**EXERCISE REQUIREMENTS**
Both the line with "Exercise. Tag the bare" and the line with "Exercise. Tag the dark" in the records below must appear in the output, along with every line between them, exactly and with nothing added.

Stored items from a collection
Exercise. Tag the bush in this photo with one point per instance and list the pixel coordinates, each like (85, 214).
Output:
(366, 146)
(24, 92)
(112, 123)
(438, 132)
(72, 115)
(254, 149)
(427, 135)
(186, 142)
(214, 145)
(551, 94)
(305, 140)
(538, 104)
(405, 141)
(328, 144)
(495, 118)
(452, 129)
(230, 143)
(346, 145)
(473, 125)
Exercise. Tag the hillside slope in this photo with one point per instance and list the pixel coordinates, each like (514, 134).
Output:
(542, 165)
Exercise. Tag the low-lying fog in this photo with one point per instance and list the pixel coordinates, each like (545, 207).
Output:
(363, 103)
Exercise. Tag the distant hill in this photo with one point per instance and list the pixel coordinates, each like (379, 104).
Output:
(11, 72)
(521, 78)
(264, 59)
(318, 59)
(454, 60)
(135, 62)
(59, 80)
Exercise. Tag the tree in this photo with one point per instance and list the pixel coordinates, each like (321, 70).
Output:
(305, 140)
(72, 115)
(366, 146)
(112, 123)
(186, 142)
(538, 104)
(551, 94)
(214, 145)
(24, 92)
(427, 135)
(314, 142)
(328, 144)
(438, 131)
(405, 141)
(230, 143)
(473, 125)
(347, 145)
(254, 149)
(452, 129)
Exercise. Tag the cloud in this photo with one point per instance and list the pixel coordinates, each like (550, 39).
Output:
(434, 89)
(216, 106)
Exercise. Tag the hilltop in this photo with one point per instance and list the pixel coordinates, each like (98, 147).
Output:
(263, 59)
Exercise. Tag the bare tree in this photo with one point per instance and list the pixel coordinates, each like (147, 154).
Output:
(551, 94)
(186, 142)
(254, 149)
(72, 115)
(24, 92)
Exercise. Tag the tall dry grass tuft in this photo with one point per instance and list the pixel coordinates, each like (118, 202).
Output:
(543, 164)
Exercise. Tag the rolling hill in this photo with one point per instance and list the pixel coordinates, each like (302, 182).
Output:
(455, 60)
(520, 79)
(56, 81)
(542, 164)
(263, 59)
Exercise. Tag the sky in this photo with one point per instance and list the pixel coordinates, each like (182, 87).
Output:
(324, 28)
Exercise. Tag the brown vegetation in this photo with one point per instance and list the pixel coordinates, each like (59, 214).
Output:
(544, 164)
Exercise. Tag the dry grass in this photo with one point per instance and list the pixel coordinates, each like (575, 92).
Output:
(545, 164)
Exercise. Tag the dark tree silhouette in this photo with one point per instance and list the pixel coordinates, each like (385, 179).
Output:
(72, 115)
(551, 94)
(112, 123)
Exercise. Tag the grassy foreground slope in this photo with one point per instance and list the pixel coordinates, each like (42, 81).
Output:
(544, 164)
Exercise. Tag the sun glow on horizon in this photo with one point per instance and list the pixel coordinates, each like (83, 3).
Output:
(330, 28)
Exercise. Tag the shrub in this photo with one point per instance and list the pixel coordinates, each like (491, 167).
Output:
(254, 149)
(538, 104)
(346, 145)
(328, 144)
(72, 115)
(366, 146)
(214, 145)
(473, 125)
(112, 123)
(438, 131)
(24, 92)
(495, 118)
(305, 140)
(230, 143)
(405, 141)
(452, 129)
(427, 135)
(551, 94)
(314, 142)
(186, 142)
--
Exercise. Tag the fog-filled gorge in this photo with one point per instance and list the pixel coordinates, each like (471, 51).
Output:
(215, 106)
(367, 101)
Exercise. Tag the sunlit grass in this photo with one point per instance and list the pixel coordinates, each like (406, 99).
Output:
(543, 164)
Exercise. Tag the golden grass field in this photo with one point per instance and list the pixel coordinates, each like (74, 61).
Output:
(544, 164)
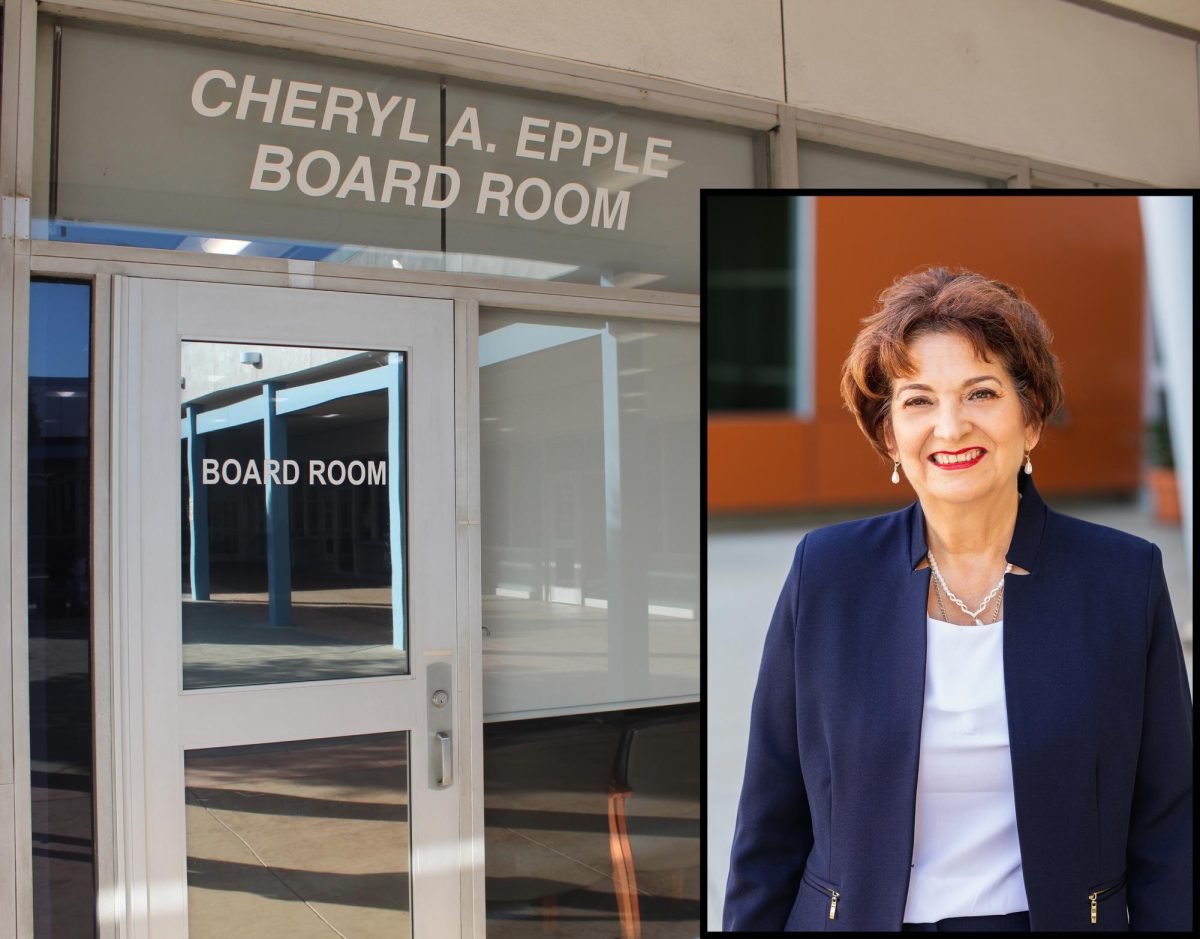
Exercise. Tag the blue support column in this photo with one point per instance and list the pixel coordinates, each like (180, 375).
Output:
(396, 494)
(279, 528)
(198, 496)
==
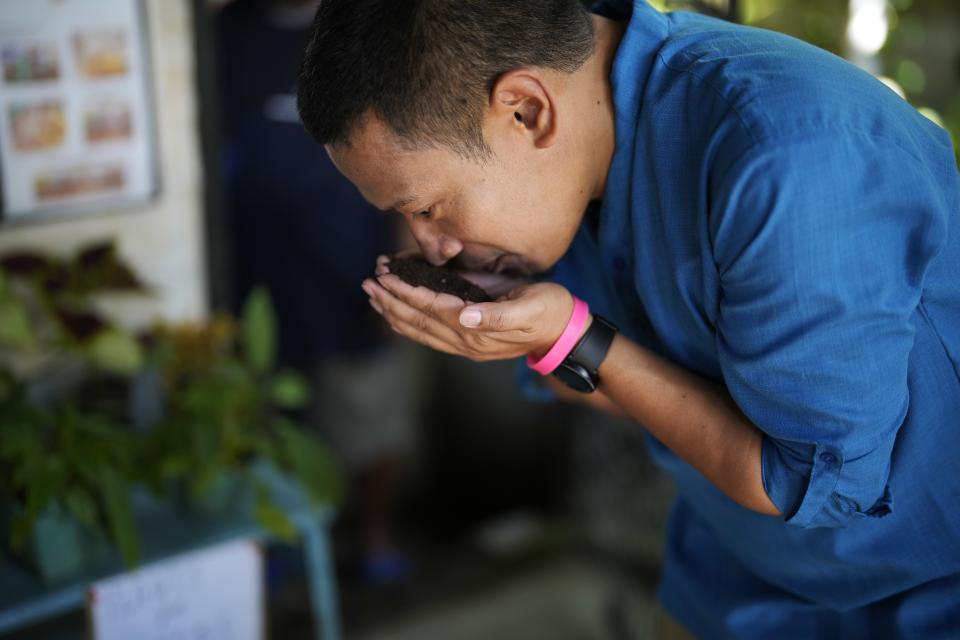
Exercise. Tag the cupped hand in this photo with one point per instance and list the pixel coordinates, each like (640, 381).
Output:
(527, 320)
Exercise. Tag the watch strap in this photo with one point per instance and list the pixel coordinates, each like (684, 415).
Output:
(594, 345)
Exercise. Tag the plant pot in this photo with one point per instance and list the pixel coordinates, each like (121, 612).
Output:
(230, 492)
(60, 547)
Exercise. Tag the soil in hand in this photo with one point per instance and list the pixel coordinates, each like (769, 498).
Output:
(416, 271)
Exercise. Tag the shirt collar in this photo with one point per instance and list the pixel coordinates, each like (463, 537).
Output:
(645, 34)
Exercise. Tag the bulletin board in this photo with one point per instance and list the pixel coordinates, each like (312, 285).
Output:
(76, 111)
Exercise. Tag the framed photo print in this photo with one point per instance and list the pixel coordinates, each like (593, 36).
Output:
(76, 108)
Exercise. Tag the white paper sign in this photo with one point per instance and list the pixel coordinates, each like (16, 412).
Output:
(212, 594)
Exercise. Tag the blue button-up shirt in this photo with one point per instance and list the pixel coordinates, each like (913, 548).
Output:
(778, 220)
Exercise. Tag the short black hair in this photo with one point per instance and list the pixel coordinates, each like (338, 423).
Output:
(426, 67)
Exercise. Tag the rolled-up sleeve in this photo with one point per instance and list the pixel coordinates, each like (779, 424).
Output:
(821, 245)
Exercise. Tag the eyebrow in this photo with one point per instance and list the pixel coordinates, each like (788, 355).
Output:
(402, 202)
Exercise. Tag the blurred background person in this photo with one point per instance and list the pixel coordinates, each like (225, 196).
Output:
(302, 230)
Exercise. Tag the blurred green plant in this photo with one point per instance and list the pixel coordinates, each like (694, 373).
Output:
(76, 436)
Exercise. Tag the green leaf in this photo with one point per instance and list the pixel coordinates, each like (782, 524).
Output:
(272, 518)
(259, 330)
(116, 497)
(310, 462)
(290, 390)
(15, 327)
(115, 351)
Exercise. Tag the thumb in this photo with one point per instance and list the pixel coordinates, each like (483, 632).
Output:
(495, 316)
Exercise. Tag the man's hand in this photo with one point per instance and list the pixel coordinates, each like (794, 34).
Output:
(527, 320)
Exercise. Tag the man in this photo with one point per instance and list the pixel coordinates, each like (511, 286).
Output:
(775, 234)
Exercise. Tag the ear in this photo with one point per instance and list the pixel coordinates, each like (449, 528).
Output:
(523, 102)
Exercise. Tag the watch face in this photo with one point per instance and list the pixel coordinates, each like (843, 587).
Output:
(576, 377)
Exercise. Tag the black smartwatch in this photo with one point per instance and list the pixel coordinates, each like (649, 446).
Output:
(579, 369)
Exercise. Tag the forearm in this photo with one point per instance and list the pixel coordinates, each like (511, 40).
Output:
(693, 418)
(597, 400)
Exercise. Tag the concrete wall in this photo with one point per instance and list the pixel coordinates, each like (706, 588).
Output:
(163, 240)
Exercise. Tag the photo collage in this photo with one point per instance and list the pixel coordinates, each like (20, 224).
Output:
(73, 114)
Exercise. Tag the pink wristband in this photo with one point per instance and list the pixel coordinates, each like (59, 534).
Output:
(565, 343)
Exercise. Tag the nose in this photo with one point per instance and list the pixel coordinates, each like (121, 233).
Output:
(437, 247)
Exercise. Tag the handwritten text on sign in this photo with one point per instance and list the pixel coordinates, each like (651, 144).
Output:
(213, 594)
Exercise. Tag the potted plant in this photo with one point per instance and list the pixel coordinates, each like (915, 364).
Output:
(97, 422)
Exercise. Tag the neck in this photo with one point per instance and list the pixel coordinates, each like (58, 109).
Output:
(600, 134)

**RESPONSE BELOW**
Exercise. Tag the bare tree in this photo with one point per instance and list the pixel coordinates, each like (147, 154).
Output:
(551, 94)
(186, 142)
(254, 149)
(72, 115)
(24, 92)
Exercise. Tag the tall dry grass tuft in this photo with one point per instance and list the pixel coordinates, each like (118, 202).
Output:
(543, 164)
Exercise. Tag the rolling hill in this photo with one point per instance and list the pixel coordinates, each like (302, 182).
Output:
(455, 60)
(520, 79)
(56, 81)
(542, 164)
(263, 59)
Exercise. Tag the sky in this photo with one point per instance and list the pixel coordinates, each like (182, 87).
Output:
(324, 28)
Exercise. Tag the brown vegetation in this photo with one point per instance and list the pixel coordinates, each like (59, 214).
Output:
(544, 164)
Exercise. Tag the dry grass in this photo with one point per instance and list the pixel coordinates, each like (575, 92).
Output:
(545, 164)
Exercise. Tag the dark tree silhouette in this photo with one point per instance and list the pixel coordinates, each like (385, 179).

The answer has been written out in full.